Do this: Copy the entries from the very beginning through the line containing "[212, 0, 1086, 305]", renaming every "Annotate" to "Label" and leaving the rest unchanged.

>> start

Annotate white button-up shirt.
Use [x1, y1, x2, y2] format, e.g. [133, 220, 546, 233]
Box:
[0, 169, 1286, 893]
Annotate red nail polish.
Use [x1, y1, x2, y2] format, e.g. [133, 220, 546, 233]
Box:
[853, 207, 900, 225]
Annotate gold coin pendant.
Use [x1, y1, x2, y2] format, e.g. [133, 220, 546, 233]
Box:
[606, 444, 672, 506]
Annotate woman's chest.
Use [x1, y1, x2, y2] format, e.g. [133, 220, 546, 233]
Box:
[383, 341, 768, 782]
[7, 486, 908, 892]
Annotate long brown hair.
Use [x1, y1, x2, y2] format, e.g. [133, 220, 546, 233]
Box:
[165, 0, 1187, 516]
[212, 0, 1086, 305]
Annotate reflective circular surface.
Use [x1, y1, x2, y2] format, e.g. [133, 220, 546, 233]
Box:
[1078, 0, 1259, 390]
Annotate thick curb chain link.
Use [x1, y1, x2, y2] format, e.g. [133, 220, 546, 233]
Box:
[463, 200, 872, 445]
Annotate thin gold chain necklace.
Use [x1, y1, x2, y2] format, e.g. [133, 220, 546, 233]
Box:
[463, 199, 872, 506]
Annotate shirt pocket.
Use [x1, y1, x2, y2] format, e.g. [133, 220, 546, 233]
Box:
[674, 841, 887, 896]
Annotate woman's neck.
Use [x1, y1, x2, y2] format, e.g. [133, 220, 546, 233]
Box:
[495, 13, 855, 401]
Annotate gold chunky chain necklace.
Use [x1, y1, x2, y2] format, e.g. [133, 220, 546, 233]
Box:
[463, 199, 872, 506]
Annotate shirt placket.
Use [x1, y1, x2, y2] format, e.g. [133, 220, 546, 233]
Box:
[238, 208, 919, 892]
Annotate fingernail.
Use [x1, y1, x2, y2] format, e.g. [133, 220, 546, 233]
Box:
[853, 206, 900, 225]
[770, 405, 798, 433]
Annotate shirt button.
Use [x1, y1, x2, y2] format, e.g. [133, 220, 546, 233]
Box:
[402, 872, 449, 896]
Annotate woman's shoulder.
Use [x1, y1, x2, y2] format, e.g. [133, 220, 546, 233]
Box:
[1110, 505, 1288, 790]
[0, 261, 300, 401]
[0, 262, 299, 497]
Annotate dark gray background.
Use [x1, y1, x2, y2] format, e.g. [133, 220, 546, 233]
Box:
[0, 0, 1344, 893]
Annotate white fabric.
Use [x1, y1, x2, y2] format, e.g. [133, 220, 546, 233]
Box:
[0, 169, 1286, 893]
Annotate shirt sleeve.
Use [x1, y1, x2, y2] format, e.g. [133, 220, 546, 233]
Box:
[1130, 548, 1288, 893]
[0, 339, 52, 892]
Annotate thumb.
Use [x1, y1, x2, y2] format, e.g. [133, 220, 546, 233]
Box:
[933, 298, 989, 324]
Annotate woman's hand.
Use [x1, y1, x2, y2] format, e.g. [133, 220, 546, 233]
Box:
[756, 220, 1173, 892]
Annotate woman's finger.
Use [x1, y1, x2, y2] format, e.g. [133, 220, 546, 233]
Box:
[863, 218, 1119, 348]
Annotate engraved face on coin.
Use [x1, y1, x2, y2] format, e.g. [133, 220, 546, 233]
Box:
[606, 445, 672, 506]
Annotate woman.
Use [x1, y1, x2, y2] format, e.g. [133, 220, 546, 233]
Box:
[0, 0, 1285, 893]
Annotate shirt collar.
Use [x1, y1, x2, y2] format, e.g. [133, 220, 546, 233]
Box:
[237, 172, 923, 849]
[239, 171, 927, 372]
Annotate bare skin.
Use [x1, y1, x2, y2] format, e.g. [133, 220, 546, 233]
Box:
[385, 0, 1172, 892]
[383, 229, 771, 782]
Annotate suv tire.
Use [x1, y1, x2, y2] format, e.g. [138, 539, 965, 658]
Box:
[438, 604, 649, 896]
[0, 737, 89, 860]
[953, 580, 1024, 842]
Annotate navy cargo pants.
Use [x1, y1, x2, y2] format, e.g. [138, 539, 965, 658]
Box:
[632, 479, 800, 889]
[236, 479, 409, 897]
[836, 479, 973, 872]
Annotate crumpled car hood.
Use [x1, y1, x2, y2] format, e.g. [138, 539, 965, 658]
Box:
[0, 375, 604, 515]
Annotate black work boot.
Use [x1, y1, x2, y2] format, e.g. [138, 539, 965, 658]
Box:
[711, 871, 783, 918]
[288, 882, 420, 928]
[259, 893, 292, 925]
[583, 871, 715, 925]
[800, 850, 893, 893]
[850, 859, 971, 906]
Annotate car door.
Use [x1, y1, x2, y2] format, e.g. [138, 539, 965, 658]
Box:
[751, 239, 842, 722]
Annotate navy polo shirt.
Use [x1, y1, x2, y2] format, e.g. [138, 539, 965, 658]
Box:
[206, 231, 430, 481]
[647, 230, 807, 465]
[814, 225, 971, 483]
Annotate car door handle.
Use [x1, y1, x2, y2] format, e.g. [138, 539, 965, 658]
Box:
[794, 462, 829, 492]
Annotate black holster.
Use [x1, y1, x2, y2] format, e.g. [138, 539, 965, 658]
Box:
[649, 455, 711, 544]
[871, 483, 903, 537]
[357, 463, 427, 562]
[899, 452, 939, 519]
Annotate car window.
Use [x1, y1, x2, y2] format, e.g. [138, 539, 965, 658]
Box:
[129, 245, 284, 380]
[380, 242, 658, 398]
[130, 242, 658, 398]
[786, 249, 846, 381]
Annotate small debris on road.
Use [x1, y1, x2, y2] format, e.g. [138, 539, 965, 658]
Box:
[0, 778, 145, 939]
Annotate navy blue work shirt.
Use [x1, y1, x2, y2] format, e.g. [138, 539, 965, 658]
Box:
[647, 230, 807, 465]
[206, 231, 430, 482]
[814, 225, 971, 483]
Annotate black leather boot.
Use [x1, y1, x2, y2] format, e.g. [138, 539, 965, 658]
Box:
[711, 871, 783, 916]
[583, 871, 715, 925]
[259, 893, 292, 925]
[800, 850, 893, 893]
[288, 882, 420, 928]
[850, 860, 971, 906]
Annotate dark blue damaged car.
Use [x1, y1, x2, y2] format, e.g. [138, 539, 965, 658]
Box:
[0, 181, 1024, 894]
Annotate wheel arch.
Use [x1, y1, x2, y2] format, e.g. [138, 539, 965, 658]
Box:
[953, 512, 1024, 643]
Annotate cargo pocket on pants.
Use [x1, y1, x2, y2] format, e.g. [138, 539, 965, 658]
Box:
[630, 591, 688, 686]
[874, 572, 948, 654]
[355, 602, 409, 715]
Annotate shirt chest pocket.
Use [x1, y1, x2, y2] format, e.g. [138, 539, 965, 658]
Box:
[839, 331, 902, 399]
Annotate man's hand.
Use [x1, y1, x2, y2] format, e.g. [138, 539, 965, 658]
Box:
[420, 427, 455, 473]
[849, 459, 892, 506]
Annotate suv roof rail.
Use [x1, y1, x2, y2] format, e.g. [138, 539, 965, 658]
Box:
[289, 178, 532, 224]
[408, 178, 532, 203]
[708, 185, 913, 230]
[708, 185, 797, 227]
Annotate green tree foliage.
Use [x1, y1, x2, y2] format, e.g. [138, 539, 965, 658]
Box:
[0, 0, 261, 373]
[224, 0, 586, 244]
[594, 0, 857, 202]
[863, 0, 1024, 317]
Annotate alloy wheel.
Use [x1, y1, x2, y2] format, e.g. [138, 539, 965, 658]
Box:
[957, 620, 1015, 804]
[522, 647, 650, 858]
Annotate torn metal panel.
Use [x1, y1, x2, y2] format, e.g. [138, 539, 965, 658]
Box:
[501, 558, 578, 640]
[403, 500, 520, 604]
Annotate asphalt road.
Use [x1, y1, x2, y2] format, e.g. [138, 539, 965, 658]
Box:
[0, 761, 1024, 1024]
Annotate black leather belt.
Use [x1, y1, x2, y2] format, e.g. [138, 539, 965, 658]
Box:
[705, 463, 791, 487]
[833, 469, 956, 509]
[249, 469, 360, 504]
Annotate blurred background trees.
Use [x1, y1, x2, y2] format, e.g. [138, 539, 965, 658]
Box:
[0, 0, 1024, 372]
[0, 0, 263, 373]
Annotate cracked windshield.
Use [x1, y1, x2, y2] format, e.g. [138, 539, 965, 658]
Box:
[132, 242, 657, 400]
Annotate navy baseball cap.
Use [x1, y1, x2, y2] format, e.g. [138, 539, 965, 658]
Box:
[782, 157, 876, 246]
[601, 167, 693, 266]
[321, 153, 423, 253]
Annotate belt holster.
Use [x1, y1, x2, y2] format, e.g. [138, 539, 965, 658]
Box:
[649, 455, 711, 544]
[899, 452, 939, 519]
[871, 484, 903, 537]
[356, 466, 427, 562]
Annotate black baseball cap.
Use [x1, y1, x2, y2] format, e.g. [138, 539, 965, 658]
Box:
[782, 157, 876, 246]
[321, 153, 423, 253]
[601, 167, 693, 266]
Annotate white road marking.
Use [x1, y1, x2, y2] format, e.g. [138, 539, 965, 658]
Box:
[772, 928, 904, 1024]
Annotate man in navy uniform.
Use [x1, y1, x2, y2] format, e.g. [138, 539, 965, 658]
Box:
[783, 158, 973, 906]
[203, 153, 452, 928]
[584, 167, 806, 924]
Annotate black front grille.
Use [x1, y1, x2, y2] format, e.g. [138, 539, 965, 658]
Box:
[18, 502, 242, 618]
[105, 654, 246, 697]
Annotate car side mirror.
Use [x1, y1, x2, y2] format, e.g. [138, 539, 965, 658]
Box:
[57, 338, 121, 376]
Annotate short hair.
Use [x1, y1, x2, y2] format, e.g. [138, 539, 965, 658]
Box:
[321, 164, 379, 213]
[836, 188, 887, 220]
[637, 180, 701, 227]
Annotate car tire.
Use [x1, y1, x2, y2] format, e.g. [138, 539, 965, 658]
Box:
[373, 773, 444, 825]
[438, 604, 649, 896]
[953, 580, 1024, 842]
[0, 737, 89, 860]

>> end

Expected answer:
Label white button-up shirt.
Use [x1, y1, x2, y2] format, e.g. [133, 220, 546, 233]
Box:
[0, 169, 1286, 893]
Label red nail polish.
Use [x1, y1, x2, y2] format, e.g. [133, 220, 546, 233]
Box:
[853, 207, 900, 225]
Label gold coin pendant.
Use [x1, y1, x2, y2] format, e.g. [133, 220, 546, 233]
Box:
[606, 444, 672, 506]
Label woman's chest.
Use [x1, y1, x2, y2] format, e.g. [133, 220, 546, 233]
Box:
[383, 341, 768, 782]
[7, 486, 908, 892]
Label long brown hair.
Use [x1, y1, x2, y2] format, e.g. [133, 220, 546, 233]
Box:
[165, 0, 1187, 516]
[212, 0, 1086, 305]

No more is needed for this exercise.